WHAT THE TASK REQUIRES:
Gather each line of the records that contains the string "road". Match case exactly.
-------------------------
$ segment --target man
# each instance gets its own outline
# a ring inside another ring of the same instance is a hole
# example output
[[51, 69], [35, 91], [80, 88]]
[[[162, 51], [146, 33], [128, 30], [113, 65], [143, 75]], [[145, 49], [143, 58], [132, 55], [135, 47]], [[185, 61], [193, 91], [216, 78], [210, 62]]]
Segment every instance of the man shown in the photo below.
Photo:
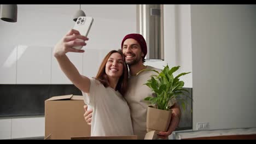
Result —
[[[122, 41], [121, 48], [130, 70], [128, 88], [124, 98], [130, 108], [134, 134], [138, 135], [139, 139], [143, 139], [147, 133], [147, 109], [148, 106], [144, 99], [152, 95], [151, 89], [143, 84], [147, 82], [151, 75], [155, 74], [151, 71], [143, 71], [137, 76], [136, 74], [144, 69], [160, 70], [143, 64], [147, 49], [145, 39], [142, 35], [135, 33], [126, 35]], [[85, 106], [84, 108], [85, 119], [90, 124], [92, 111], [87, 111], [87, 106]], [[171, 109], [172, 115], [170, 125], [167, 131], [159, 132], [158, 135], [160, 138], [167, 138], [178, 125], [181, 117], [179, 106], [175, 103]]]

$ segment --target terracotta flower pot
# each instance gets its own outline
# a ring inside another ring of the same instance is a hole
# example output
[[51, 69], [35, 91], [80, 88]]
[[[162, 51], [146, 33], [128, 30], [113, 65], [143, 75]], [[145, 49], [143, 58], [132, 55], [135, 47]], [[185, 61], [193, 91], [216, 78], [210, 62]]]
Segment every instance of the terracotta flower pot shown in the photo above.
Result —
[[149, 106], [147, 112], [147, 131], [167, 131], [172, 117], [172, 110], [157, 109]]

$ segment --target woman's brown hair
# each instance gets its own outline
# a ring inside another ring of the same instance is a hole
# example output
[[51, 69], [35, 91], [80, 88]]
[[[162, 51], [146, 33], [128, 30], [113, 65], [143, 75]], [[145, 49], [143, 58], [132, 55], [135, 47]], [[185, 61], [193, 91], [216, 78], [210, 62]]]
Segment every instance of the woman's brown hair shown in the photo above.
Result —
[[108, 62], [108, 59], [112, 53], [119, 53], [123, 58], [123, 71], [122, 75], [119, 77], [118, 82], [115, 87], [115, 90], [118, 91], [123, 95], [125, 94], [127, 90], [127, 79], [128, 79], [128, 69], [127, 65], [125, 63], [125, 58], [123, 51], [121, 50], [112, 50], [105, 56], [102, 62], [101, 63], [101, 66], [97, 74], [97, 76], [95, 79], [99, 80], [104, 87], [108, 87], [109, 86], [109, 82], [108, 81], [108, 77], [106, 74], [105, 68], [106, 64]]

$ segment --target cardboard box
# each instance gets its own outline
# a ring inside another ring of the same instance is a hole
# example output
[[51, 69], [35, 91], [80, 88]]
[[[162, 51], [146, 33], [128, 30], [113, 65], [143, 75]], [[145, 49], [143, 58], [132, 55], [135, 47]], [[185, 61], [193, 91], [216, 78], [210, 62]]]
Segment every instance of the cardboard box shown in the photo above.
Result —
[[89, 136], [91, 126], [84, 120], [83, 96], [53, 97], [45, 101], [45, 139], [70, 140]]
[[[124, 136], [83, 136], [72, 137], [71, 140], [137, 140], [137, 135], [124, 135]], [[156, 140], [158, 139], [157, 132], [153, 130], [147, 133], [144, 140]]]
[[[45, 101], [44, 140], [137, 140], [137, 135], [90, 136], [91, 126], [84, 118], [83, 97], [73, 94], [53, 97]], [[157, 139], [156, 131], [144, 140]]]

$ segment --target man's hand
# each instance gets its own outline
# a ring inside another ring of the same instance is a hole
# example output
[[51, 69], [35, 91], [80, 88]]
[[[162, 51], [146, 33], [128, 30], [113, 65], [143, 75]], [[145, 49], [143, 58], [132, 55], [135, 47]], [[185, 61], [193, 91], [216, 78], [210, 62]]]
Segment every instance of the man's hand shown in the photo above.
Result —
[[172, 134], [172, 131], [175, 130], [175, 129], [179, 125], [181, 115], [179, 106], [175, 104], [171, 109], [172, 110], [172, 118], [168, 130], [166, 132], [159, 131], [158, 134], [158, 137], [159, 138], [162, 139], [167, 139], [168, 136]]
[[91, 117], [92, 116], [92, 110], [87, 110], [87, 105], [84, 106], [84, 110], [85, 112], [84, 114], [84, 119], [86, 121], [87, 124], [90, 125], [91, 125]]

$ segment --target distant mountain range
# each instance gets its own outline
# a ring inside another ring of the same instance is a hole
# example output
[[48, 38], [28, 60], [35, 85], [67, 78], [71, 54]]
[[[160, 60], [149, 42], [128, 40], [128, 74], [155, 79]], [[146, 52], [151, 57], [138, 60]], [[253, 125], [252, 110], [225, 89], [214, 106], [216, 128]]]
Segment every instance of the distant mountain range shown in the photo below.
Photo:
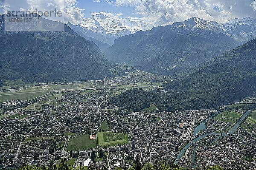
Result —
[[143, 70], [180, 75], [240, 43], [210, 22], [192, 17], [119, 37], [105, 53], [111, 60]]
[[110, 102], [121, 109], [141, 111], [153, 103], [160, 110], [171, 111], [214, 108], [255, 96], [256, 39], [211, 60], [164, 87], [169, 91], [134, 88]]
[[256, 19], [247, 17], [242, 19], [235, 18], [227, 23], [217, 23], [209, 22], [213, 26], [236, 40], [245, 43], [256, 38]]
[[[13, 27], [17, 31], [6, 32], [4, 17], [0, 16], [0, 79], [52, 82], [114, 76], [115, 65], [99, 47], [66, 24], [32, 17], [29, 23]], [[52, 31], [57, 28], [64, 31]]]
[[256, 39], [224, 53], [166, 87], [183, 105], [210, 108], [256, 96]]
[[120, 37], [134, 33], [140, 30], [152, 28], [152, 24], [139, 20], [123, 20], [105, 12], [93, 14], [88, 18], [84, 19], [79, 24], [67, 24], [75, 31], [93, 38], [110, 45]]
[[[229, 20], [226, 23], [205, 21], [211, 29], [221, 32], [241, 42], [256, 38], [256, 20], [249, 17]], [[88, 18], [79, 24], [68, 24], [75, 31], [81, 32], [85, 36], [112, 45], [113, 40], [119, 37], [134, 34], [139, 31], [150, 30], [153, 23], [136, 19], [123, 19], [104, 12], [93, 13]]]

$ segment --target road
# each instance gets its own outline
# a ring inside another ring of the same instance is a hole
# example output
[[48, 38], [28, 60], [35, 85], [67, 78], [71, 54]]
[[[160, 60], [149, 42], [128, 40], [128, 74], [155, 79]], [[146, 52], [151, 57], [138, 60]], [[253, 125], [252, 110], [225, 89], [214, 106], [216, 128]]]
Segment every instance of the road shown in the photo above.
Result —
[[19, 154], [19, 152], [20, 152], [20, 146], [21, 146], [21, 144], [22, 143], [22, 140], [20, 140], [20, 145], [19, 145], [19, 147], [18, 148], [18, 150], [17, 150], [17, 152], [15, 155], [15, 158], [16, 159], [18, 157], [18, 154]]

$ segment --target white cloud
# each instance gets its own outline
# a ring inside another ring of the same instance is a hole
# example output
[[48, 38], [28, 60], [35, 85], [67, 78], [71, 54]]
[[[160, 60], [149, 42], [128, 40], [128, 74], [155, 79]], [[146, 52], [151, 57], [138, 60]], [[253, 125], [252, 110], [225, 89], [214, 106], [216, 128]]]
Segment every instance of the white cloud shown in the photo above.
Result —
[[113, 1], [111, 1], [110, 0], [105, 0], [105, 2], [111, 5], [113, 3]]
[[256, 0], [116, 0], [117, 6], [134, 7], [141, 20], [158, 24], [192, 17], [219, 22], [234, 18], [256, 17]]
[[[12, 0], [6, 2], [8, 10], [33, 12], [60, 11], [63, 17], [49, 17], [48, 19], [62, 22], [79, 23], [82, 20], [84, 14], [83, 9], [76, 6], [76, 0]], [[6, 13], [6, 10], [5, 10]]]
[[256, 0], [252, 3], [251, 6], [253, 8], [253, 11], [256, 11]]

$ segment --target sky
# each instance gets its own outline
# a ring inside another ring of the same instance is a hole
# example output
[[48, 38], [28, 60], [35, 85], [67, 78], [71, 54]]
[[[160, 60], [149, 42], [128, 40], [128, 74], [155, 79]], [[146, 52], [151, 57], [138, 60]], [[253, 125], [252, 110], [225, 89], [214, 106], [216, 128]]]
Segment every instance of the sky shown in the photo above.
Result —
[[2, 14], [11, 9], [49, 11], [55, 8], [63, 12], [66, 21], [74, 23], [101, 12], [125, 20], [153, 23], [156, 26], [193, 17], [219, 23], [235, 18], [256, 18], [256, 0], [0, 0], [0, 2]]

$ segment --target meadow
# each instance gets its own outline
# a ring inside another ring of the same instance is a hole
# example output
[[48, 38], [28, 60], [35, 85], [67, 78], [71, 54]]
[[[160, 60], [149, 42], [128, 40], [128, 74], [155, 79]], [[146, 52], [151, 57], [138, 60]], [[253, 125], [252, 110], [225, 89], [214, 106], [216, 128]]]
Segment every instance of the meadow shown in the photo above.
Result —
[[128, 134], [124, 133], [98, 132], [98, 145], [102, 147], [122, 145], [129, 143]]
[[88, 134], [75, 137], [70, 139], [66, 151], [85, 150], [96, 147], [96, 139], [90, 140]]

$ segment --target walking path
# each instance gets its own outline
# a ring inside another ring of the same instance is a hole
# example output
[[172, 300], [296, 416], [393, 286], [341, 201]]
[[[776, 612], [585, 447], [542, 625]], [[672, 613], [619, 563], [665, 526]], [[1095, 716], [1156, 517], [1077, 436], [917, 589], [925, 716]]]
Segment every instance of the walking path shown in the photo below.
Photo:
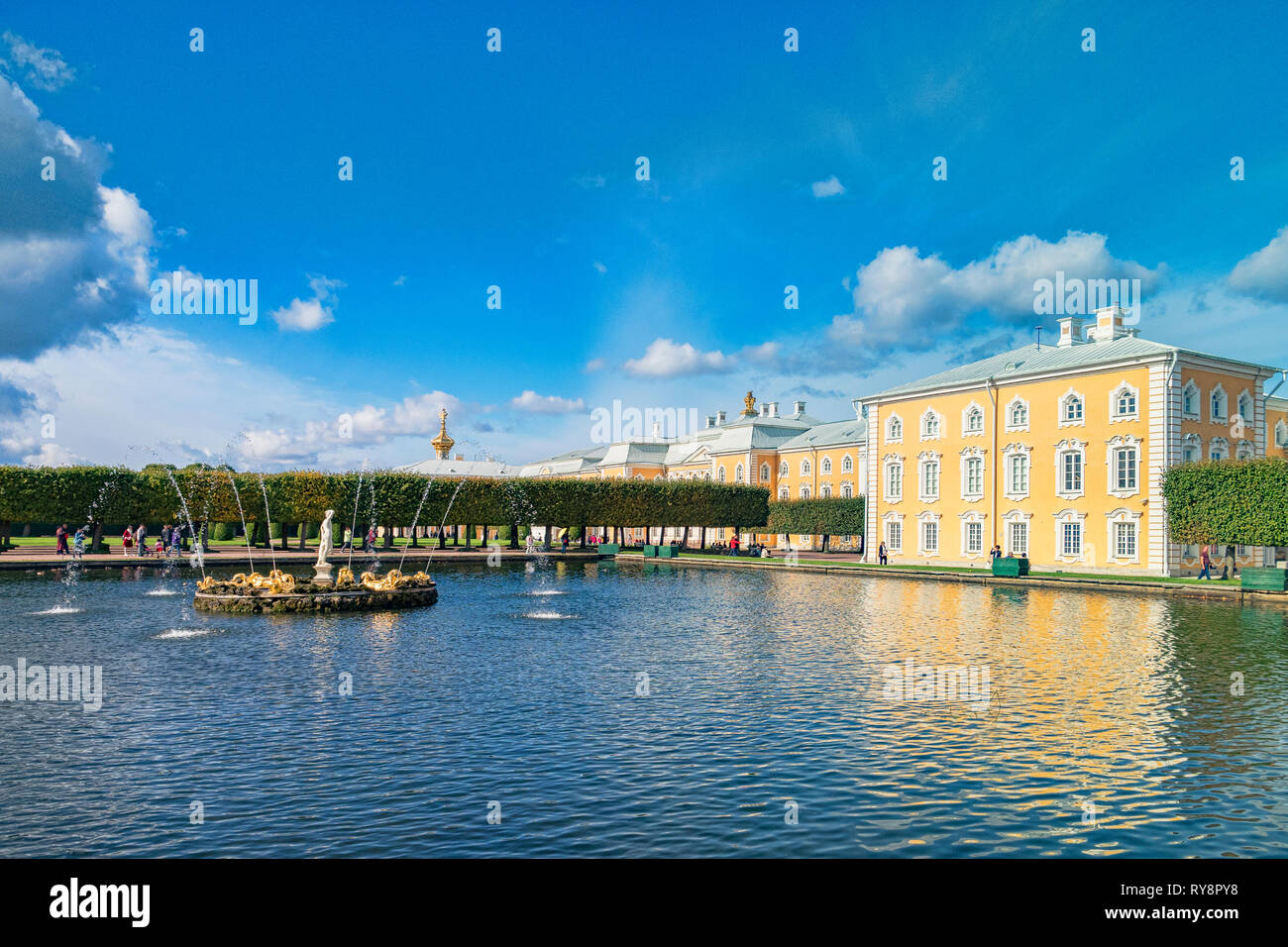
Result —
[[[800, 555], [819, 555], [818, 553], [800, 553]], [[617, 554], [618, 559], [629, 560], [643, 560], [645, 563], [663, 564], [681, 564], [681, 566], [716, 566], [716, 567], [734, 567], [734, 568], [796, 568], [805, 572], [824, 572], [829, 575], [849, 575], [849, 576], [881, 576], [884, 579], [903, 579], [903, 580], [934, 580], [939, 582], [974, 582], [976, 585], [1005, 585], [1015, 586], [1021, 589], [1047, 588], [1068, 589], [1074, 586], [1078, 589], [1090, 590], [1109, 590], [1109, 591], [1131, 591], [1131, 593], [1149, 593], [1164, 595], [1176, 595], [1180, 598], [1198, 598], [1198, 599], [1224, 599], [1224, 600], [1243, 600], [1243, 602], [1266, 602], [1274, 604], [1288, 606], [1288, 593], [1282, 591], [1261, 591], [1261, 590], [1248, 590], [1239, 585], [1238, 581], [1229, 582], [1198, 582], [1198, 581], [1184, 581], [1177, 579], [1150, 579], [1148, 576], [1140, 577], [1118, 577], [1118, 576], [1090, 576], [1090, 575], [1052, 575], [1052, 573], [1032, 573], [1023, 579], [1007, 579], [1003, 576], [994, 576], [988, 568], [978, 569], [951, 569], [947, 567], [942, 568], [916, 568], [912, 566], [875, 566], [872, 563], [863, 562], [863, 558], [855, 553], [828, 553], [826, 559], [805, 559], [801, 558], [795, 566], [788, 566], [787, 562], [781, 557], [770, 559], [757, 559], [755, 557], [733, 557], [733, 555], [717, 555], [711, 553], [694, 553], [685, 551], [674, 559], [643, 559], [639, 551], [622, 551]]]
[[[67, 566], [72, 562], [70, 555], [58, 555], [54, 551], [54, 546], [14, 546], [4, 553], [0, 553], [0, 571], [3, 569], [31, 569], [31, 568], [59, 568]], [[435, 562], [486, 562], [489, 554], [500, 553], [502, 559], [511, 562], [527, 560], [527, 559], [540, 559], [541, 557], [549, 557], [553, 559], [569, 559], [569, 560], [594, 560], [598, 559], [598, 554], [586, 549], [576, 549], [573, 546], [568, 548], [567, 553], [560, 553], [558, 548], [550, 551], [541, 551], [540, 549], [535, 553], [526, 553], [520, 549], [507, 549], [505, 546], [488, 546], [482, 549], [480, 546], [470, 546], [469, 550], [465, 546], [448, 546], [447, 549], [439, 549], [438, 546], [421, 544], [416, 548], [407, 549], [407, 558], [403, 562], [403, 572], [408, 568], [425, 568], [425, 564], [433, 564]], [[376, 555], [380, 558], [381, 566], [386, 568], [397, 568], [398, 559], [403, 554], [403, 546], [394, 546], [393, 549], [385, 549], [384, 546], [376, 546]], [[182, 553], [179, 557], [179, 563], [187, 566], [189, 558], [192, 557], [191, 550]], [[206, 568], [224, 568], [228, 566], [250, 566], [254, 558], [255, 569], [258, 572], [267, 573], [274, 560], [278, 568], [283, 566], [291, 567], [296, 572], [304, 566], [313, 566], [317, 562], [318, 553], [317, 549], [273, 549], [272, 553], [267, 549], [256, 548], [252, 557], [247, 557], [246, 546], [211, 546], [210, 551], [205, 554]], [[353, 571], [358, 572], [359, 566], [363, 566], [371, 560], [371, 553], [363, 553], [361, 549], [353, 550]], [[167, 562], [174, 562], [174, 559], [166, 559], [164, 555], [121, 555], [117, 549], [112, 553], [100, 553], [90, 555], [86, 553], [80, 559], [81, 566], [85, 568], [112, 568], [112, 567], [164, 567]], [[349, 551], [336, 549], [331, 554], [331, 564], [335, 567], [344, 566], [349, 562]], [[303, 575], [303, 573], [301, 573]]]

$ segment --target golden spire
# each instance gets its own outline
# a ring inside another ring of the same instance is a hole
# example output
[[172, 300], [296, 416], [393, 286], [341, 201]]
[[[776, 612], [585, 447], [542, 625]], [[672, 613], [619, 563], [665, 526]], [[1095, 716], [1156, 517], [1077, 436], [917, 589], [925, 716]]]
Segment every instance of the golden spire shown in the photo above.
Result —
[[447, 408], [438, 410], [438, 437], [430, 441], [434, 445], [434, 454], [438, 455], [439, 460], [447, 460], [451, 456], [452, 445], [456, 442], [447, 437]]

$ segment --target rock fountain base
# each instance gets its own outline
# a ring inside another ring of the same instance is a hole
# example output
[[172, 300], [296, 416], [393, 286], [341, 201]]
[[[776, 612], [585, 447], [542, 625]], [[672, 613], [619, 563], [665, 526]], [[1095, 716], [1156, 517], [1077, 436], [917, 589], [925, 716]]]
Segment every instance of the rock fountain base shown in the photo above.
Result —
[[395, 608], [421, 608], [438, 602], [438, 586], [424, 572], [404, 576], [393, 569], [383, 577], [340, 569], [335, 584], [304, 581], [278, 571], [267, 577], [252, 572], [227, 581], [204, 579], [197, 585], [193, 608], [233, 615], [287, 615], [330, 612], [383, 612]]

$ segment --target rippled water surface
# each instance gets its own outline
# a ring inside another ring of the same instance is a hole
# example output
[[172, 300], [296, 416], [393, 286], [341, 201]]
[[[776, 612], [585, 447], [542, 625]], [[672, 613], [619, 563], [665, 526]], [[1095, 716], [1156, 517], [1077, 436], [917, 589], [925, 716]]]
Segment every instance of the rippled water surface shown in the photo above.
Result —
[[[322, 618], [194, 613], [188, 575], [0, 573], [0, 665], [99, 664], [106, 692], [0, 703], [0, 854], [1288, 854], [1285, 608], [434, 573], [433, 608]], [[908, 661], [987, 667], [987, 706], [890, 700]]]

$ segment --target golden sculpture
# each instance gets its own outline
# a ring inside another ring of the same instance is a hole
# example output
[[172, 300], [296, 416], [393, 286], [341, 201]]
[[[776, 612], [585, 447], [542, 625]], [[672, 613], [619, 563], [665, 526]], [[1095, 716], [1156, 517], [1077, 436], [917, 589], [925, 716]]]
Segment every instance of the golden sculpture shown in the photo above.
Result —
[[438, 459], [447, 460], [451, 456], [452, 445], [455, 445], [456, 442], [452, 441], [452, 438], [447, 437], [446, 407], [438, 410], [438, 421], [439, 421], [438, 437], [430, 441], [430, 443], [434, 445], [434, 454], [438, 456]]

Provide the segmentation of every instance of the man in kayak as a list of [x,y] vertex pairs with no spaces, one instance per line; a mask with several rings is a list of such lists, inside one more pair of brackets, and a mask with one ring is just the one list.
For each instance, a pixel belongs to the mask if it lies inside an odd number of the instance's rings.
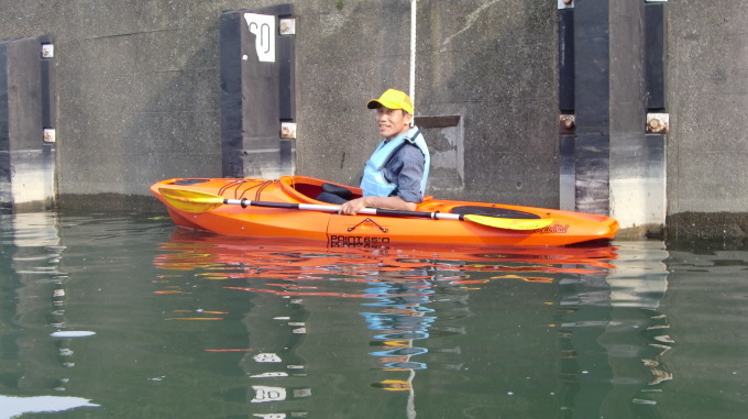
-------------------------
ANSWER TO THE EXERCISE:
$ segment --target road
Segment every instance of the road shown in the photo above.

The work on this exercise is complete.